> **Point placement records**:
⟨

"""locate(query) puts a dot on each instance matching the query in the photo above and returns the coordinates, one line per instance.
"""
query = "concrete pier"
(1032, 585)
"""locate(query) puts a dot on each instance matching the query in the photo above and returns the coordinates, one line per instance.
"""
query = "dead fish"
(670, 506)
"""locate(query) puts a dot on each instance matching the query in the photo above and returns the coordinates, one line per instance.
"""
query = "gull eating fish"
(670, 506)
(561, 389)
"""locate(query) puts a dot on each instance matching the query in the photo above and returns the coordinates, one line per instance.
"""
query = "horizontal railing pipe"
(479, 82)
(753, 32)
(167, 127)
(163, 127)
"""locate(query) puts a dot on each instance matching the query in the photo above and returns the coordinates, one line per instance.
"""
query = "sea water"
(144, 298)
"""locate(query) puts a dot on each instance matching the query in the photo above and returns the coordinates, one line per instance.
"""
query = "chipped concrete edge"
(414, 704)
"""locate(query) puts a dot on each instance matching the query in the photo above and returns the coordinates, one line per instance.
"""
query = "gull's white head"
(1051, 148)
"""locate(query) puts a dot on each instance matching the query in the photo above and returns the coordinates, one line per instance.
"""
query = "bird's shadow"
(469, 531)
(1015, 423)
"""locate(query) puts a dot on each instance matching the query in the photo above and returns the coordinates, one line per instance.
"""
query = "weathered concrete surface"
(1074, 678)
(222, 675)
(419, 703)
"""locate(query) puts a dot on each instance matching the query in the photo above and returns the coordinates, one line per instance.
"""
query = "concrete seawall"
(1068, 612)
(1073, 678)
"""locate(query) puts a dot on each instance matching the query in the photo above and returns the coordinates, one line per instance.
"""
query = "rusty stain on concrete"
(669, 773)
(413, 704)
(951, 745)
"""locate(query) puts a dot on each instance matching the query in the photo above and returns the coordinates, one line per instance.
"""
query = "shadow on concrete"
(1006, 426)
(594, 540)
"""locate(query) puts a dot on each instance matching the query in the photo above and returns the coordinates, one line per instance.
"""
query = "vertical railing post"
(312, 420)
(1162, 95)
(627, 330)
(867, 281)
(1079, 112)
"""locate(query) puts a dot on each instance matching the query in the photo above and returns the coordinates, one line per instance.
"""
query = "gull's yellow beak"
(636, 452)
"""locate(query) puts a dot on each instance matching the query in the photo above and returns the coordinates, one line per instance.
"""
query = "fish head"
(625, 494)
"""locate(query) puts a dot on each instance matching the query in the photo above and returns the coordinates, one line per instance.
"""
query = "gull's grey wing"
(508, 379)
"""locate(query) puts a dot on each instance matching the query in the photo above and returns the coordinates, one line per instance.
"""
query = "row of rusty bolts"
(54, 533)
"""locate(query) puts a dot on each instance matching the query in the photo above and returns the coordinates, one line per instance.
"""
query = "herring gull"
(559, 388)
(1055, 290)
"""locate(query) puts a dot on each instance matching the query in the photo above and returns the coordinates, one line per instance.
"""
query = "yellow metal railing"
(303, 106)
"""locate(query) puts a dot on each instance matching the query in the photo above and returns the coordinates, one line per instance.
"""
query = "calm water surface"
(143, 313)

⟩

> **Goal**: Transcribe the data. Leave every line exactly as it is.

> **Reply to the task**:
"""locate(query) puts a dot on each instance matching the query in the photo above and returns the coordinates, one line per instance.
"""
query = "concrete pier"
(1032, 585)
"""locate(query) puts a dot on each instance matching the query in the photo above and returns the coordinates, one line per instance.
"""
query = "dead fish"
(670, 506)
"""locate(query) puts a dot on each instance matching the query in the photo above and returns the coordinates, one line per instance.
"""
query = "gull eating fish"
(670, 506)
(561, 389)
"""locate(query) puts a dot on each instance matching the query in the photo above and returns the coordinates, one line per instance.
"""
query = "horizontal railing pipe"
(479, 82)
(753, 32)
(167, 127)
(163, 127)
"""locate(query) puts a dot on each instance matching the query in the photo above and returns the coordinates, one line per instance.
"""
query = "sea water"
(144, 298)
"""locate(query) puts a dot on each instance matching the query in the photo above and returns the coordinates, one line per instance.
"""
query = "chipped concrete edge"
(414, 704)
"""locate(query) puts a dot on each instance matching the query in the photo above and returns the coordinates, one line per instance.
"""
query = "gull's white head"
(1051, 148)
"""locate(query) puts a dot on each instance matching the query in the photo above and returns the coordinates, one line per instance.
"""
query = "bird's shadow"
(469, 531)
(1015, 423)
"""locate(query) puts a dot on each instance matching the query in the photo above and returns the coordinates, one line per instance.
"""
query = "weathered concrete surface"
(1074, 678)
(222, 675)
(419, 703)
"""locate(query) puts a dot on each instance matching the query in the photo above and returns the coordinates, one line per instance.
"""
query = "concrete seawall"
(1068, 612)
(1073, 678)
"""locate(query) puts a dot on each instance matching the query in the photo above and returns the coordinates, one line per instance.
"""
query = "rusty stain on concrete"
(669, 773)
(413, 704)
(951, 745)
"""locate(query) puts a dot on each instance matching the query in the photo above and returns the coordinates, one line per instance.
"""
query = "shadow on concrete"
(1006, 426)
(594, 540)
"""locate(query) puts a dot on each instance matching the query in the photo above and returns the coordinates, one line per instance.
"""
query = "vertical railing post"
(312, 420)
(1162, 95)
(627, 330)
(867, 281)
(1079, 112)
"""locate(query) puts a dot on each instance matching the query in the photo above and returns the coordinates, one line per instance.
"""
query = "gull's yellow beak"
(636, 452)
"""locate(query) puts a dot on each instance matching the query in the photo above and returns the coordinates, one line per instance.
"""
query = "fish head"
(625, 494)
"""locate(query) puts a dot on each instance matching the query in the photo above and returns the coordinates, one line per instance.
"""
query = "gull's grey wing"
(508, 379)
"""locate(query) puts a dot on each instance matching the query in the photo above and returns the coordinates, one line per instance.
"""
query = "row of rusty bolts"
(54, 533)
"""locate(query) puts a dot on each instance matching the query in the photo above and returns the coordinates, one line per instance.
"""
query = "herring gull"
(559, 388)
(1055, 290)
"""locate(query) puts a dot on each instance matching the query in the photo above and returns the coordinates, one line per instance.
"""
query = "yellow metal railing"
(303, 106)
"""locate(query) puts a dot on each instance matching the query in the photo above and returns the coordinates, one line per instance.
"""
query = "calm water surface"
(143, 313)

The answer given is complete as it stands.